> **Selected text**:

Assad, now in Russia, has repeatedly denied accusations from human rights groups, whistleblowers and former detainees that his regime carried out human rights violations.

The horrors of Syria's mass graves were previously described in German court hearings and U.S. congressional testimony in 2021 and 2023, with past satellite imagery released by Maxar Technologies, a U.S. defense contractor, showing a location being investigated as a possible mass grave.

The International Commission on Missing Persons in The Hague said it has received reports of at least 66 sites of mass graves in Syria.

Working with Syrian families of the missing and Syrian organizations, it said in a news release Dec. 10 that it had also collected reports of at least 28,200 missing relatives from more than 76,200 people from Syria.
More details from a Reuters story:
The head of U.S.-based Syrian advocacy organisation the Syrian Emergency Task Force, Mouaz Moustafa, who also visited Qutayfah, 25 miles (40 km) north of Damascus, has estimated at least 100,000 bodies were buried there alone. 
The International Commission on Missing Persons in The Hague separately said it had received data indicating there may be as many as 66, as yet unverified, mass grave sites in Syria. More than 150,000 people are considered missing, according to international and Syrian organisations, including the United Nations and the Syrian Network for Human Rights, it said. 
Commission head Kathryne Bomberger told Reuters its portal for reporting the missing was now "exploding" with new contacts from families. 
.... Syrian residents living near Qutayfah, a former military base where one of the sites was located, and a cemetery in Najha used to hide bodies from detention sites described seeing a steady stream of refrigeration trucks delivering bodies which were dumped into long trenches dug with bulldozers. 
"The graves were prepared in an organised manner - the truck would come, unload the cargo it had, and leave. There were security vehicles with them, and no one was allowed to approach, anyone who got close used to go down with them," Abb Khalid, who works as a farmer next to Najha cemetery, said. 
In Qutayfah, residents declined to speak on camera or use their names for fear of the retribution, saying they were not yet sure the area was safe after Assad's fall. 
"This is the place of horrors," one said on Tuesday.

> **Extracted entries**:
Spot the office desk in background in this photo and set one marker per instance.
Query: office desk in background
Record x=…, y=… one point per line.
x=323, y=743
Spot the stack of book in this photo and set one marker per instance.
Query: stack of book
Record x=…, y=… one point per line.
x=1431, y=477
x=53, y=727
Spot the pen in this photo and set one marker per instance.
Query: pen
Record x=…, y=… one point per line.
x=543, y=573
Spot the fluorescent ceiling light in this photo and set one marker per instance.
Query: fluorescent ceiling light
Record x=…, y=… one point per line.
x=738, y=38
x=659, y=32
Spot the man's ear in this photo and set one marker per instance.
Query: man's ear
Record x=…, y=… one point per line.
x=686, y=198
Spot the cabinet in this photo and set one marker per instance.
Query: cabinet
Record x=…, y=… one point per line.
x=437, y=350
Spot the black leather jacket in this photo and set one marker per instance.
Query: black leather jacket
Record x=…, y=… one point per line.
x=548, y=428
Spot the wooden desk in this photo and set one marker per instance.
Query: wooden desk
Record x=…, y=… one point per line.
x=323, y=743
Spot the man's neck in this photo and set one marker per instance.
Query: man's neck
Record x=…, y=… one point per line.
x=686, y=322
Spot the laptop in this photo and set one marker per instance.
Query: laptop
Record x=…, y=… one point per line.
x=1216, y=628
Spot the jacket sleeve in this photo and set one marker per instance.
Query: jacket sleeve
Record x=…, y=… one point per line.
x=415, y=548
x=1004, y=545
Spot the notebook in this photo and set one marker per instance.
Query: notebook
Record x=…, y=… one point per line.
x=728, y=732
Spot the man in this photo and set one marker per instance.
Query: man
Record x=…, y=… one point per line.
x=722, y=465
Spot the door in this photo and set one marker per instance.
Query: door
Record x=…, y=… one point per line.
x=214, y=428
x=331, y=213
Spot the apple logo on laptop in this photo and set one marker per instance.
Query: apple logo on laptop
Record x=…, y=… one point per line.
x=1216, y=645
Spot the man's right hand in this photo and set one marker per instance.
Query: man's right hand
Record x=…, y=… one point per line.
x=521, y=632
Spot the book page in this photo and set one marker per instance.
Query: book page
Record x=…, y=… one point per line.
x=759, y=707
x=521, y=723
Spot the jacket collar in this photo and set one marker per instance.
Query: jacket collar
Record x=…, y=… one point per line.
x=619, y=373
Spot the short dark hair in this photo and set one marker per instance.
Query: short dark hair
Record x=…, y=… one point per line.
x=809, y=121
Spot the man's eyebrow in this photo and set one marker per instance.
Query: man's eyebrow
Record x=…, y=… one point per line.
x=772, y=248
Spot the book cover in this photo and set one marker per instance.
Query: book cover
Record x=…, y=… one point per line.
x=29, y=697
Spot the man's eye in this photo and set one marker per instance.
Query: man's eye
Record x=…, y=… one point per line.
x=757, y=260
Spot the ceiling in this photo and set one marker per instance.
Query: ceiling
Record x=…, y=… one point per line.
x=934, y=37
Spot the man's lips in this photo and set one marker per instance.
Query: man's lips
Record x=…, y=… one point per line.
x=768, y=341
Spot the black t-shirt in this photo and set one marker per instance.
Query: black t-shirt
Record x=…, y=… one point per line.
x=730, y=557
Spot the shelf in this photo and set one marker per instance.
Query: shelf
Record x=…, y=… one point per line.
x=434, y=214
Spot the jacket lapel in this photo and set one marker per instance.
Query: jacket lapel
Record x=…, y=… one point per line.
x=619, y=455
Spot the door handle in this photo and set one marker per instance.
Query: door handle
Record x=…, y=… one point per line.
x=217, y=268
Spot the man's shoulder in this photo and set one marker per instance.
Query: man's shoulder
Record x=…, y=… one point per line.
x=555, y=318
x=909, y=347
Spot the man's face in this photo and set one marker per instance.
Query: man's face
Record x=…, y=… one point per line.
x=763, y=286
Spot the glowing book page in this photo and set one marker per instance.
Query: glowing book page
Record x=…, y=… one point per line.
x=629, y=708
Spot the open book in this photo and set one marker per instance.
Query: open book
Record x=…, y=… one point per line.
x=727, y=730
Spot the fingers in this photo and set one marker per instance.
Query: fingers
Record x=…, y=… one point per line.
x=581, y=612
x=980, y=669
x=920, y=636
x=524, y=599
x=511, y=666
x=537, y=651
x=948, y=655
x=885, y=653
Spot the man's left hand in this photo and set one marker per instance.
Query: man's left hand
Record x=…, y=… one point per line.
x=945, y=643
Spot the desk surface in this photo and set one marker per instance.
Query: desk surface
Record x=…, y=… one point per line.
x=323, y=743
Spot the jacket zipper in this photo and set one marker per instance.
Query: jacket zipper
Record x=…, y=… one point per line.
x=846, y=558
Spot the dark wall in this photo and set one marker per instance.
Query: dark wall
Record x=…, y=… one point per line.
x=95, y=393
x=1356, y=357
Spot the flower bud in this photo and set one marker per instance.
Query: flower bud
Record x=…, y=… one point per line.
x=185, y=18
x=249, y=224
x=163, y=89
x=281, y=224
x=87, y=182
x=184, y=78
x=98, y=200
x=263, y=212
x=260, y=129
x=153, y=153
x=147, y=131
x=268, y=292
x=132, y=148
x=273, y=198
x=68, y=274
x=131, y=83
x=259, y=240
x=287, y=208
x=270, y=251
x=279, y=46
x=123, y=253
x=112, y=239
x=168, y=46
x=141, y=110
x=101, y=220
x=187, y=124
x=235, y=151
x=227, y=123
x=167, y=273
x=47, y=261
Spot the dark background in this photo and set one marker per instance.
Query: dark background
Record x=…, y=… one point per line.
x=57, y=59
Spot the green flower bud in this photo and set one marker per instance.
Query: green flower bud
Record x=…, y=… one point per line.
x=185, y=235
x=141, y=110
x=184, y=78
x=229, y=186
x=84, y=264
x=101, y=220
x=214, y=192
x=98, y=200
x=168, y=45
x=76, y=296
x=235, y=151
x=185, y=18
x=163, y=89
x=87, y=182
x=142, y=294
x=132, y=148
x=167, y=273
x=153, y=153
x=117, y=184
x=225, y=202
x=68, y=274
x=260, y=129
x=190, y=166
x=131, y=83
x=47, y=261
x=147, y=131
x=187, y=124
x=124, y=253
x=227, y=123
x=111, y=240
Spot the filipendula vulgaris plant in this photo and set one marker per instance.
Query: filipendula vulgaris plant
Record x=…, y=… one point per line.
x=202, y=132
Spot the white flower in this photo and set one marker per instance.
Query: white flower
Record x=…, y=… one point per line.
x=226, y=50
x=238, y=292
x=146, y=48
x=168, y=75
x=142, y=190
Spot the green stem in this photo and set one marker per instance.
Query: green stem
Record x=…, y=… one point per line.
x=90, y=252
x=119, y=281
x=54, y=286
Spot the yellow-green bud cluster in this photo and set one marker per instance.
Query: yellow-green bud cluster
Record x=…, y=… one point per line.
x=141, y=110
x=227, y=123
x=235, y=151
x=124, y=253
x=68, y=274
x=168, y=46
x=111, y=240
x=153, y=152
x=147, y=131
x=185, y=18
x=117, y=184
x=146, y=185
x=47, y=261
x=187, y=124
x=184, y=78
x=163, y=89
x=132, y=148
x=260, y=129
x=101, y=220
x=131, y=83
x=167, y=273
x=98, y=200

> **Set of tasks**:
- A) List every person the passage about Syria's mass graves mentions by name.
- B) Continue the passage about Syria's mass graves from the point where it ends.

> **Set of answers**:
- A) Assad, Mouaz Moustafa, Kathryne Bomberger, Abb Khalid

- B)
Inside a site enclosed with cement walls, three children played near a Russian-made military satellite vehicle. The soil was flat and levelled, with straight long marks where the bodies were believed buried. 
.... Details of Syria's mass graves first emerged during German court hearings and U.S. congressional testimony in 2021 and 2023. A man identified only as "the grave digger" testified repeatedly as a witness about his work at the Najha and Qutayfah sites during the German trial of Syrian government officials. 
While working in cemeteries around Damascus at the end of 2011, two intelligence officers showed up at his office and ordered him and his colleagues to transport and bury corpses. He testified that he rode in a van adorned with pictures of Assad and drove to the sites several times a week between 2011 and 2018, followed by large refrigeration trucks filled with bodies. 
The trucks carried several hundred corpses from Tishreen, Mezzeh and Harasta military hospitals to Najha and Qutayfah, he said in the trial. At the sites deep trenches were already dug and the grave digger and his colleagues would unload the corpses into the trenches, which would be covered with dirt by excavators as soon as a section of the trench was full, he said. 
"Every week, twice a week, three trailer trucks arrived, packed with 300 to 600 bodies of victims of torture, starvation, and execution from military hospitals and intelligence branches around Damascus," he told Congress in a written statement. 
The grave digger escaped from Syria to Europe in 2018 and has repeatedly testified about the mass graves, but always with his identity shielded from the public and the media.